It is clear now that the law does have a huge role to play in the retail environment as well.
So if a retailer offers sandwiches, burgers, cupcakes or any other forms of food-to-go, you will need to abide strictly by the new labelling rules. It is absolutely vital that any information about food allergens is printed, clearly displayed on packaging, and does not rely on verbal communication only.
Jon Taylor, Mutual Manager of The Retail Mutual reiterated that Natasha’s law will affect any business which provides food prepacked for direct sale or PPDS.
"If this applies to your business you must comply with the new allergen labelling laws, introduced with effect from 1st October 2021. The Food Standards Agency provides labelling guidance for PPDS foods and an online tool to help businesses understand how the law will impact their operations," he said.
Apart from stores selling food-to-go, the new law is also applicable in a range of businesses including fast food outlets, takeaways, bakers, butchers and market stalls.

* _About this task_: Copy the passage about the new food allergen labeling rules word for word from "Apart from stores" to "and market stalls.".

* _Data extract_:
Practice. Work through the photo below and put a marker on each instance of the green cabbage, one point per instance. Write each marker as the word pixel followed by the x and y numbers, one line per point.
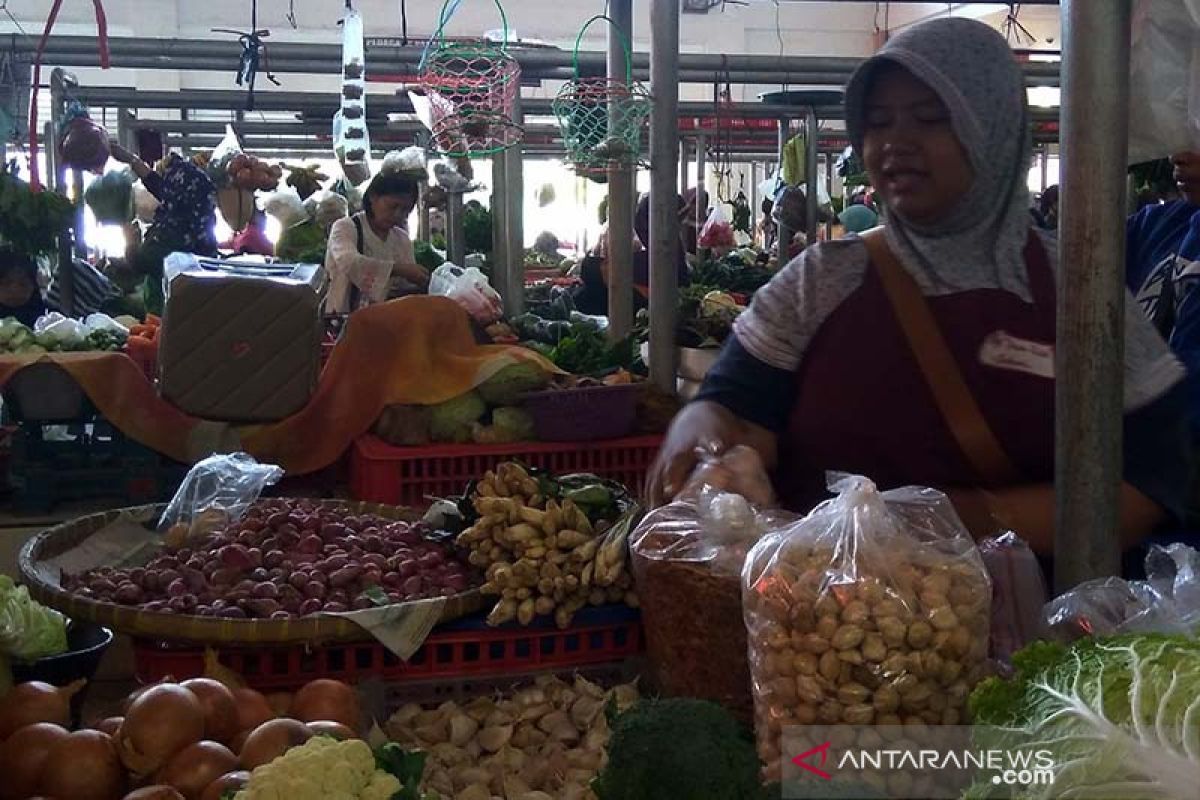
pixel 450 421
pixel 1120 716
pixel 507 386
pixel 28 630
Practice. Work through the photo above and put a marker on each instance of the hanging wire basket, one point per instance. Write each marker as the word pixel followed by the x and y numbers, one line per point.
pixel 472 89
pixel 603 119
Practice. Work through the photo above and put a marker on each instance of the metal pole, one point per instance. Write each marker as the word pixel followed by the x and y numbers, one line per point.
pixel 514 223
pixel 1090 349
pixel 622 190
pixel 664 200
pixel 810 174
pixel 456 241
pixel 783 233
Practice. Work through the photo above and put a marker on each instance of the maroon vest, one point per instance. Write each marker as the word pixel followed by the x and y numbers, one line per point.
pixel 864 407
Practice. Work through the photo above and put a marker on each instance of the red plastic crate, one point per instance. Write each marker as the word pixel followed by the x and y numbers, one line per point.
pixel 469 650
pixel 409 476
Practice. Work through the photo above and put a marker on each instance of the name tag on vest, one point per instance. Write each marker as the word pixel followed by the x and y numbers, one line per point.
pixel 1005 352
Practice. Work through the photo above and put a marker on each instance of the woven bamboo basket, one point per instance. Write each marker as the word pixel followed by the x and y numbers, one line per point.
pixel 45 584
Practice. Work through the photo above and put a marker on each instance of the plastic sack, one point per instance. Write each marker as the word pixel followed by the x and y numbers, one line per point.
pixel 873 609
pixel 407 161
pixel 718 230
pixel 689 555
pixel 215 492
pixel 1167 602
pixel 1164 79
pixel 144 203
pixel 222 157
pixel 471 289
pixel 111 197
pixel 1019 593
pixel 286 206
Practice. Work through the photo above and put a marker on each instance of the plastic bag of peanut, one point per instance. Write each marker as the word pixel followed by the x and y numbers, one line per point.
pixel 871 611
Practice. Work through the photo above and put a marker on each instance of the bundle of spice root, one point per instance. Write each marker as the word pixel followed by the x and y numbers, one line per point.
pixel 541 552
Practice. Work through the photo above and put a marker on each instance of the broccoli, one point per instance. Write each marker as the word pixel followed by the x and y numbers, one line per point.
pixel 681 749
pixel 450 421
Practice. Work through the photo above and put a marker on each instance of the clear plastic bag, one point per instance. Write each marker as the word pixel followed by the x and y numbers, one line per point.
pixel 1164 79
pixel 718 230
pixel 216 492
pixel 688 555
pixel 873 609
pixel 1167 602
pixel 1019 593
pixel 471 289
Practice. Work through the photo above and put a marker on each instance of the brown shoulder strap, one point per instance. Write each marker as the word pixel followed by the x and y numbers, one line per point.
pixel 958 405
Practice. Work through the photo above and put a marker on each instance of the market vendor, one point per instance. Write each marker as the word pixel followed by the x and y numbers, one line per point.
pixel 184 222
pixel 595 269
pixel 941 120
pixel 370 257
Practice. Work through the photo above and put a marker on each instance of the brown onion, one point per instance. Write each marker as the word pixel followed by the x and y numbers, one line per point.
pixel 36 702
pixel 108 725
pixel 252 709
pixel 220 709
pixel 193 768
pixel 160 723
pixel 270 740
pixel 23 756
pixel 227 782
pixel 157 792
pixel 83 767
pixel 330 728
pixel 280 703
pixel 328 699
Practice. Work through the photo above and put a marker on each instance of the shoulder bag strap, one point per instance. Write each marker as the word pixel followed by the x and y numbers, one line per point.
pixel 954 398
pixel 355 294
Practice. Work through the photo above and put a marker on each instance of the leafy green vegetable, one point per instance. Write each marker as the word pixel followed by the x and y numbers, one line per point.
pixel 28 630
pixel 31 222
pixel 507 386
pixel 450 421
pixel 679 749
pixel 1120 715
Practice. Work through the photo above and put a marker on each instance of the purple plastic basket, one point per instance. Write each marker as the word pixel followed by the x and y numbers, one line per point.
pixel 583 414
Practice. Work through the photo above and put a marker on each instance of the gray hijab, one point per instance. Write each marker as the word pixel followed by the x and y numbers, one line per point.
pixel 970 66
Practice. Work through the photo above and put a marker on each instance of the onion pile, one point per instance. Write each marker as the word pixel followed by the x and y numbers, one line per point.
pixel 177 741
pixel 287 558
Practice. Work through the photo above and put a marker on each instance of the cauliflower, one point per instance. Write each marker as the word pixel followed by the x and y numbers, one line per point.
pixel 322 769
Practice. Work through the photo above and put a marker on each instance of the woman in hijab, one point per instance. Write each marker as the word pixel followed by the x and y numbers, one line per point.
pixel 825 371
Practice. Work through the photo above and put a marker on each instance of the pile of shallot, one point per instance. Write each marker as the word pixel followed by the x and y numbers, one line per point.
pixel 286 558
pixel 192 740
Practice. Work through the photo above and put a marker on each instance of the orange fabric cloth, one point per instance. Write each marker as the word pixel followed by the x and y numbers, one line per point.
pixel 411 352
pixel 415 350
pixel 123 395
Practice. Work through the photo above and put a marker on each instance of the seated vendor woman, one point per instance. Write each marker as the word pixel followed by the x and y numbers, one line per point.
pixel 828 371
pixel 370 257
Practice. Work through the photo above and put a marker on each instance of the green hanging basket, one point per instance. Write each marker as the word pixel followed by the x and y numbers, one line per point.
pixel 472 89
pixel 603 120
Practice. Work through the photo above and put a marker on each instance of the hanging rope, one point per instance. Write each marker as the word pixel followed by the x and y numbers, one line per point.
pixel 35 182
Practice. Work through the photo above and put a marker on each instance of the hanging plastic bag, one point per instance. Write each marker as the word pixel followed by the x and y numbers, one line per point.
pixel 1019 593
pixel 215 492
pixel 688 555
pixel 873 609
pixel 286 206
pixel 718 230
pixel 1167 602
pixel 111 197
pixel 1164 79
pixel 471 289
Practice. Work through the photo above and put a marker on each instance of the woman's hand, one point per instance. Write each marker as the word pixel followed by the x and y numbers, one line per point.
pixel 701 425
pixel 413 274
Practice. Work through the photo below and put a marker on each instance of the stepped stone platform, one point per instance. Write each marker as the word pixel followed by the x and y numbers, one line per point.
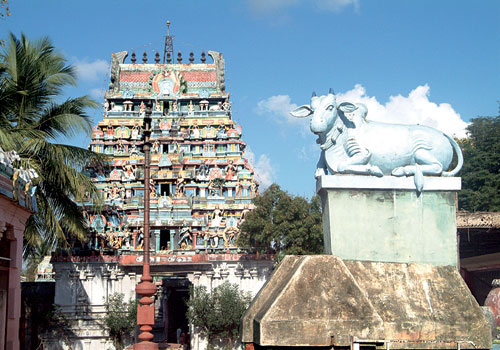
pixel 325 301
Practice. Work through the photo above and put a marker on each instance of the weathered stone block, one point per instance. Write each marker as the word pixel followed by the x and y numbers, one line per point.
pixel 323 300
pixel 384 219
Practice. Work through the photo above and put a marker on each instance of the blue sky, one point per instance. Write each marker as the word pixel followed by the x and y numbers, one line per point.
pixel 431 62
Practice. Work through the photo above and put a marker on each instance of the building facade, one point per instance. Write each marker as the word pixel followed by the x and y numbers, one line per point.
pixel 201 190
pixel 17 202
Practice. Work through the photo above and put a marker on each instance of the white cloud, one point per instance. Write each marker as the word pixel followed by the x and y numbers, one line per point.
pixel 416 108
pixel 92 71
pixel 264 172
pixel 97 94
pixel 277 107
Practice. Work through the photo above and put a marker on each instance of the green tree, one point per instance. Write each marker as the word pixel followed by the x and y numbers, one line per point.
pixel 120 318
pixel 283 224
pixel 32 79
pixel 217 314
pixel 481 171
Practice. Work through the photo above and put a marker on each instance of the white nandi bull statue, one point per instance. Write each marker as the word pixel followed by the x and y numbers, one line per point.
pixel 350 144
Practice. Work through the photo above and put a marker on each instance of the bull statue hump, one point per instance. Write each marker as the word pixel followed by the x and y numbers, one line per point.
pixel 351 144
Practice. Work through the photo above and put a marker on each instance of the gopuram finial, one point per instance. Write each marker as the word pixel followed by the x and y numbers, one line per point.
pixel 169 45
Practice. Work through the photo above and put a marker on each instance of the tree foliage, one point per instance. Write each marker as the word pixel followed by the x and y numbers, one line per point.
pixel 283 224
pixel 32 79
pixel 217 314
pixel 120 318
pixel 481 171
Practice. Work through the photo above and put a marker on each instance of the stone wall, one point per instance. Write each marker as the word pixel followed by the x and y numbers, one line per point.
pixel 82 288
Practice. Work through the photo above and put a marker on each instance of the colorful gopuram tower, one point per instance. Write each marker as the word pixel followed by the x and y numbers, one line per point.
pixel 201 186
pixel 201 189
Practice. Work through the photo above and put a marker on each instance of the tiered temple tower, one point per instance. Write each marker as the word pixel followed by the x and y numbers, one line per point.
pixel 201 185
pixel 201 189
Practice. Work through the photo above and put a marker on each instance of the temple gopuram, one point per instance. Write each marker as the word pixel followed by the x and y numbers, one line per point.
pixel 201 185
pixel 201 189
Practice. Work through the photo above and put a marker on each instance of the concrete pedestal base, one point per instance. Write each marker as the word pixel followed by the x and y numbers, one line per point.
pixel 383 219
pixel 323 300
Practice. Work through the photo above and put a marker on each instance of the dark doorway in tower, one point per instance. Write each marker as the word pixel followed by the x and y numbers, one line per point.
pixel 176 293
pixel 164 239
pixel 165 189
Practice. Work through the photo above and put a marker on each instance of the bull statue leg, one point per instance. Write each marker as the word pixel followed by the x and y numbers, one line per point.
pixel 321 168
pixel 359 164
pixel 425 164
pixel 359 160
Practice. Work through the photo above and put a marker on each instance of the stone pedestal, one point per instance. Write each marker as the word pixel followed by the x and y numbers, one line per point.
pixel 322 300
pixel 389 280
pixel 383 219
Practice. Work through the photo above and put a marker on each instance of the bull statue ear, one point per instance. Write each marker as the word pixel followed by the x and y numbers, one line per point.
pixel 302 111
pixel 346 108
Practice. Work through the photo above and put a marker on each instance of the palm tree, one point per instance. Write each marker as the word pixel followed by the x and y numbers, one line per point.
pixel 32 78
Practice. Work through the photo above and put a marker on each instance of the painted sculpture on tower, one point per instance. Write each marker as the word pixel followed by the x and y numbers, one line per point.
pixel 201 186
pixel 351 144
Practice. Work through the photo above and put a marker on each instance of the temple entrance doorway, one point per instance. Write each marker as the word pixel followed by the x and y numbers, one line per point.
pixel 165 239
pixel 176 294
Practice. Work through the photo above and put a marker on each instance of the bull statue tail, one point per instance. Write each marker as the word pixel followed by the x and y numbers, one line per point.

* _Response_:
Apart from stores selling food-to-go, the new law is also applicable in a range of businesses including fast food outlets, takeaways, bakers, butchers and market stalls.